#### DOCUMENT SECTION
────────────────────

Four ways battery storage changes the economics for industrial companies.
Management summary
Solar PV is now the most cost-competitive source of electricity available. But solar alone solves only half the cost problem: it reduces what you pay during midday hours when the panels produce. The other half, the very high prices your site pays during morning and evening peaks when the sun is not shining, remains entirely intact without storage. A Battery Energy Storage System (BESS), integrated with on-site generation, addresses that second half through four distinct value streams: maximising on-site consumption of every kilowatt-hour you generate, capturing the daily price spread through arbitrage, reducing peak loads and related demand charges, and strengthening site resilience against grid constraints. Together, these streams deliver energy cost reductions of 20 to 60% for industrial companies. And through an Energy-as-a-Service structure, no upfront capital is required.
Solar alone solves only half the problem

Solar PV has become the most cost-competitive source of renewable electricity available. According to IRENA's 2024 LCOE (Levelized Cost of Electricity) data, solar and onshore wind now have the lowest generation cost of any renewable energy source. The case for putting panels on a roof or on available land is financially straightforward.
But solar generates when the sun shines. Industrial demand does not follow that pattern. Factories run on production schedules. Process heat runs continuously. The mismatch between when solar produces cheaply and when the site consumes heavily is the structural cost problem that procurement contracts and hedging can reduce but cannot eliminate.
In Belgium, the gap between the cheapest and most expensive hours regularly reaches EUR 128/MWh. In Germany it averaged EUR 130/MWh across all of 2025 (FfE/EPEX Spot). A company that only looks at the solar side of that equation is solving the easier half of the problem.
Belgium is not an outlier. The same dynamics are reshaping energy markets across Europe.
Four value streams that change the economics
A well-configured BESS, integrated with on-site generation assets like solar PV, creates financial value through four distinct streams. Together, they are significantly more valuable than any one of them in isolation.

────────────────────

#### STORED DATA
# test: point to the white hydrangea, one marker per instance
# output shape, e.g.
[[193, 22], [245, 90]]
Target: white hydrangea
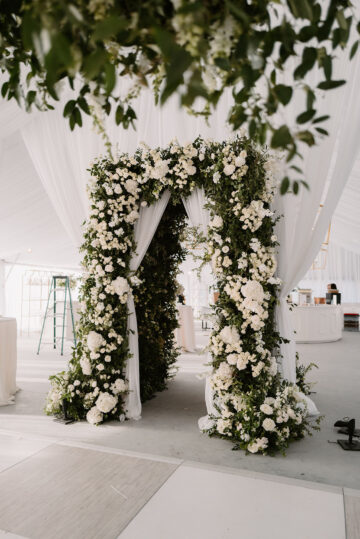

────────────────────

#### TASKS TO PERFORM
(A) Name the four value streams through which the battery storage document says a BESS integrated with on-site generation creates value.
(B) Continue the document on battery storage for industrial companies from its final sentence.

#### EXERCISE ANSWERS
(A)
1. Maximising on-site consumption of every kilowatt-hour generated
2. Capturing the daily price spread through arbitrage
3. Reducing peak loads and related demand charges
4. Strengthening site resilience against grid constraints

(B)
1. Maximise on-site consumption of every kilowatt-hour you generate
When solar production exceeds on-site demand, the surplus would normally be exported at low or negative prices. A BESS stores that surplus and deploys it during evening peaks, directly displacing the most expensive grid electricity the site would otherwise buy. At a daily spread of EUR 130/MWh, that shift produces a material and recurring saving. Beyond the price spread, every kilowatt-hour consumed from on-site generation or from a BESS charged from your own solar avoids the full stack of network charges, distribution fees and energy taxes. For large industrial consumers in Belgium, this behind-the-meter advantage typically represents more than 40% of the total energy invoice. It is structural, not market-dependent.
2. Buy cheap grid electricity and deploy it at peak
This is the stream that makes a BESS valuable year-round, regardless of solar conditions. The EMS (Energy Management System) reads the next day's day-ahead prices, charges the battery when electricity is cheapest, and deploys it during the morning and evening peaks. On a winter day when overnight prices are EUR 20/MWh and the evening peak reaches EUR 150/MWh, the BESS captures that EUR 130/MWh spread as a direct reduction in what the site pays. No sun needed.
3. Reduce peak loads and related demand charges
In most industrial tariff structures, a significant share of the grid invoice is determined by peak demand measurements, not just consumption volume. An EMS continuously monitors the site's load profile and dispatches the BESS to shave those peaks before they register, directly reducing the capacity component of the bill. As tariffs increasingly shift toward capacity-based pricing, this stream grows in value. In Flanders, medium-voltage distribution tariffs for businesses rose by an average of 39% in 2025 (source: VREG, December 2024). Grid fees in Germany have risen by more than 50% since 2021 (source: enspired/Bundesnetzagentur data, 2025). Peak management compounds in value as those tariffs continue to climb.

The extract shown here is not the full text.